- _INPUT FOR THIS TASK_
+++++

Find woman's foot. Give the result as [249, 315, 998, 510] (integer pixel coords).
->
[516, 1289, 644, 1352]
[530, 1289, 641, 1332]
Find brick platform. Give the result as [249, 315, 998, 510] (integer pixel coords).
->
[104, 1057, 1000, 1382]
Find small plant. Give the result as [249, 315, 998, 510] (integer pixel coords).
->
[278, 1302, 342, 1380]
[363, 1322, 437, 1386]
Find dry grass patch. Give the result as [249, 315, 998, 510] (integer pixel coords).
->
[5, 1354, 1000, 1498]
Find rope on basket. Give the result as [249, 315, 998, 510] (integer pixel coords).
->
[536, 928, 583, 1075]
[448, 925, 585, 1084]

+++++

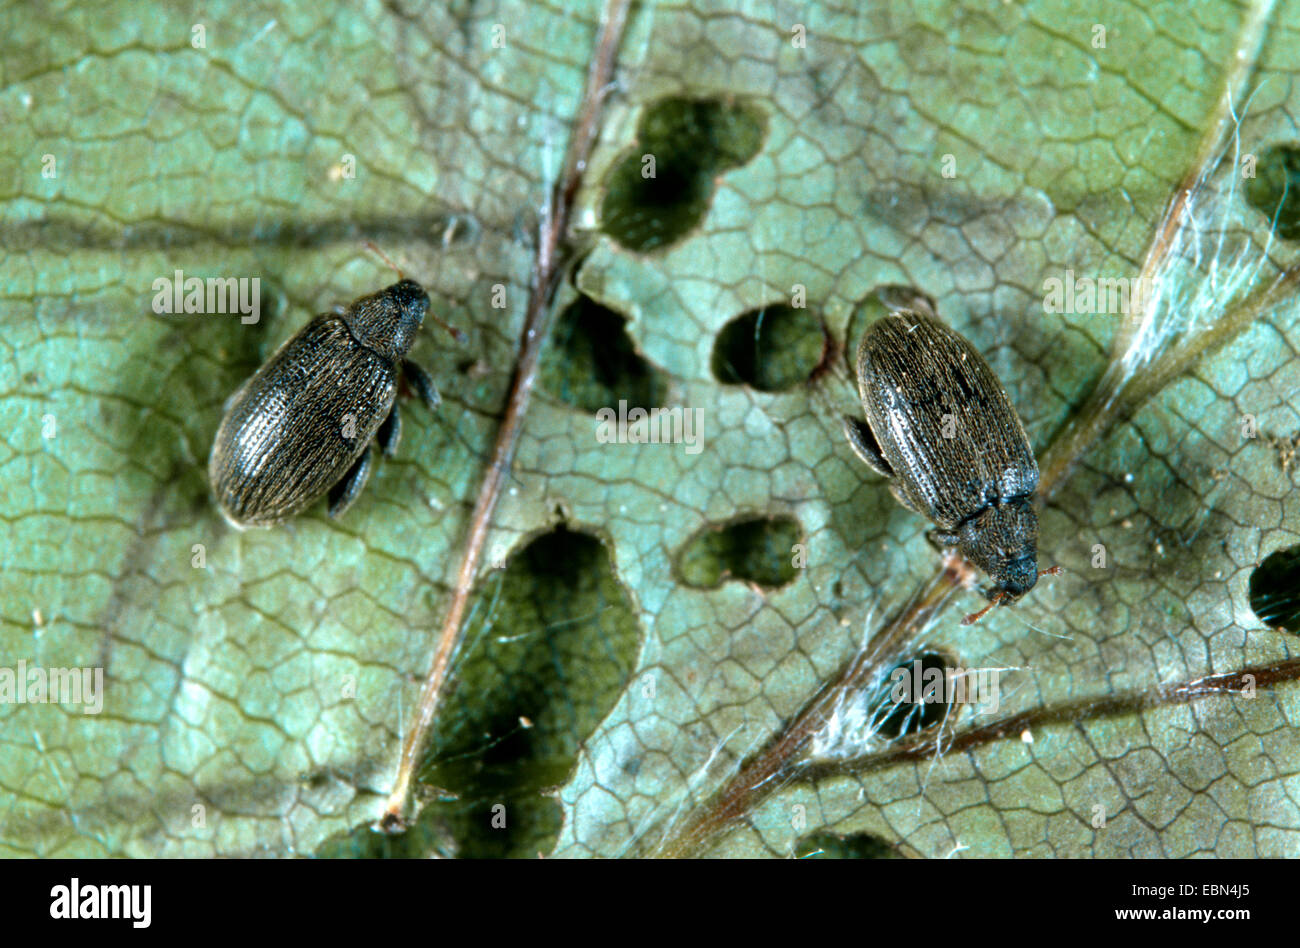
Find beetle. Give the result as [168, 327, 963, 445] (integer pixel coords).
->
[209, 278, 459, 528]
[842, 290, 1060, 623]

+++++

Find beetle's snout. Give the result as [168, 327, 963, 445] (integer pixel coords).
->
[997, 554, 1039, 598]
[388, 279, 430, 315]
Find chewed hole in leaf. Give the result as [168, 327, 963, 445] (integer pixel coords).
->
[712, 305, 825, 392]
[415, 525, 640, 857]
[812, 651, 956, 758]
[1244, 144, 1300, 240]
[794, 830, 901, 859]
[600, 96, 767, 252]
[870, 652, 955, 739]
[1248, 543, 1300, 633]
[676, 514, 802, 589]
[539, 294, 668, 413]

+++++

Single out each line of the records above with the string "Find" in it, and copy it.

Find woman's foot. Give the result as [249, 315, 998, 510] (integer pixel coords).
Find brick platform. Give the result as [249, 315, 998, 510] (integer pixel coords).
Find small plant. Give the result as [249, 315, 998, 510] (integer pixel coords).
Find dry grass patch. Give the result as [249, 315, 998, 510] (integer pixel coords).
Find rope on basket. Give the result as [249, 315, 998, 510] (integer pixel coords).
Find beetle. Give the result as [168, 327, 963, 445] (integer pixel coords).
Find beetle's snout. Give the result as [168, 327, 963, 445] (integer pixel coords).
Find chewed hole in leaf. Give the result as [168, 327, 963, 445] (integer pixel coords).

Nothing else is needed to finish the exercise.